# PASSAGE start

I have the following AWS setup:
- ECS Cluster with 2 EC2 instances each running in its own subnet which are within a different AZ
- Several Microservices which are only running each one task as they are stateful
- One Internal Application Load Balancer with target groups for each microservice mapped by port
Now image the following scenario:
Service 1 wants to communicate with Service 2 which is running on the other EC2 instance in the other AZ. As URL of the Service 2 I use the DNS name of the Load Balancer with port: internal-load-balancer:8082/path
. This is necessary as I'm using rolling deployment so the microservices move between the two EC2 instances after each deployment.
Now if I execute host internal-load-balancer
I get back 2 IP addresses one for the Load Balancer running in Subnet 1 and one running in Subnet 2:
- 10.0.0.11
- 10.0.32.11
If I execute now the following curl commands on Service 1:
curl 10.0.0.11:8082/
I get back a Gateway Timeoutcurl 10.0.32.11:8082/
works as expected and I get back a 200curl 10.0.32.10:8082/
Also works
So why in the hell does this work if I'm using the Load Balancer in the same subnet but not the other one? It also works if I directly contact the EC2 instances in the other AZ. Problem is that the DNS record resolves to both IP addresses and the microservice is just randomly using one of them so half of my requests work the other half time out.
So what am I doing wrong here??? Thanks in advance for your support here :)

# PASSAGE end
# DATA FOR THIS EXERCISE start

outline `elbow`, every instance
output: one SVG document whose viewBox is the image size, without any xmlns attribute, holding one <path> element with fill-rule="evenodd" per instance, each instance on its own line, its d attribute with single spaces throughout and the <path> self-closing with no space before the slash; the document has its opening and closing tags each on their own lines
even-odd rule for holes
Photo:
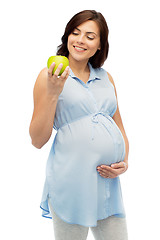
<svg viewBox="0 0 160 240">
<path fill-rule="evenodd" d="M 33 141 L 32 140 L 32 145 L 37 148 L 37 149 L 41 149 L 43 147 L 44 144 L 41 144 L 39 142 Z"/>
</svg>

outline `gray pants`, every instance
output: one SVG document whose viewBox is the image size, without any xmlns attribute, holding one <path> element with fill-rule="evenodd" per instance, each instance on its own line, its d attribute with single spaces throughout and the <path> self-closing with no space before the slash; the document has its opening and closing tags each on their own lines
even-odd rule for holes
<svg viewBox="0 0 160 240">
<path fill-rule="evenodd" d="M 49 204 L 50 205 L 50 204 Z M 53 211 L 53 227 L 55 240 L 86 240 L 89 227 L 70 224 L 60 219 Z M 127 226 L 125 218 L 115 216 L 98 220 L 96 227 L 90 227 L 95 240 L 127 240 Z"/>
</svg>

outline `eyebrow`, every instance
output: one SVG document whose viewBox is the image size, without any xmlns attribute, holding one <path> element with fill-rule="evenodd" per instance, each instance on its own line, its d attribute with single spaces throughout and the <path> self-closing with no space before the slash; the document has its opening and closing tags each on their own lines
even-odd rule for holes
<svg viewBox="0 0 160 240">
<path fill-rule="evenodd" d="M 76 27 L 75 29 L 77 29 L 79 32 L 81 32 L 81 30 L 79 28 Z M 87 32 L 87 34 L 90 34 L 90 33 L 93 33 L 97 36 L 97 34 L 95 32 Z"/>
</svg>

# DATA FOR THIS EXERCISE end
# DATA FOR THIS EXERCISE start

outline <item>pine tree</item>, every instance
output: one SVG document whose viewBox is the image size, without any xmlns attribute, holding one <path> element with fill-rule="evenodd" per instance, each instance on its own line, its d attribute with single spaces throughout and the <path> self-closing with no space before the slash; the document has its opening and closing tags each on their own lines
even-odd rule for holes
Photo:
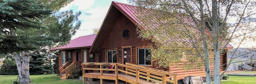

# DATA FOR THIS EXERCISE end

● **PROBLEMS AND TASKS**
A - Print the part of the AWS load balancer post starting at "Now if I execute" and ending at "support here :)".
B - Count the lines of the records that contain the string "outline", with case counting, and give only the number.

● **ANSWERS PER TASK**
A -
Now if I execute host internal-load-balancer
I get back 2 IP addresses one for the Load Balancer running in Subnet 1 and one running in Subnet 2:
- 10.0.0.11
- 10.0.32.11
If I execute now the following curl commands on Service 1:
curl 10.0.0.11:8082/
I get back a Gateway Timeoutcurl 10.0.32.11:8082/
works as expected and I get back a 200curl 10.0.32.10:8082/
Also works
So why in the hell does this work if I'm using the Load Balancer in the same subnet but not the other one? It also works if I directly contact the EC2 instances in the other AZ. Problem is that the DNS record resolves to both IP addresses and the microservice is just randomly using one of them so half of my requests work the other half time out.
So what am I doing wrong here??? Thanks in advance for your support here :)

B - 4